== Data provided ==
== Segment start ==

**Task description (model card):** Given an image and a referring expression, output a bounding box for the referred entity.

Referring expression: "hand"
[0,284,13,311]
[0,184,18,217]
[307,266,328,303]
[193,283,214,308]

== Segment end ==

== Activity ==
What you write must be identical to the material above.

== Finished exercise ==
**Task description (model card):** Given an image and a referring expression, output a bounding box for the referred entity.

Referring expression: "hand"
[0,284,13,311]
[0,184,18,217]
[307,266,328,303]
[193,283,214,308]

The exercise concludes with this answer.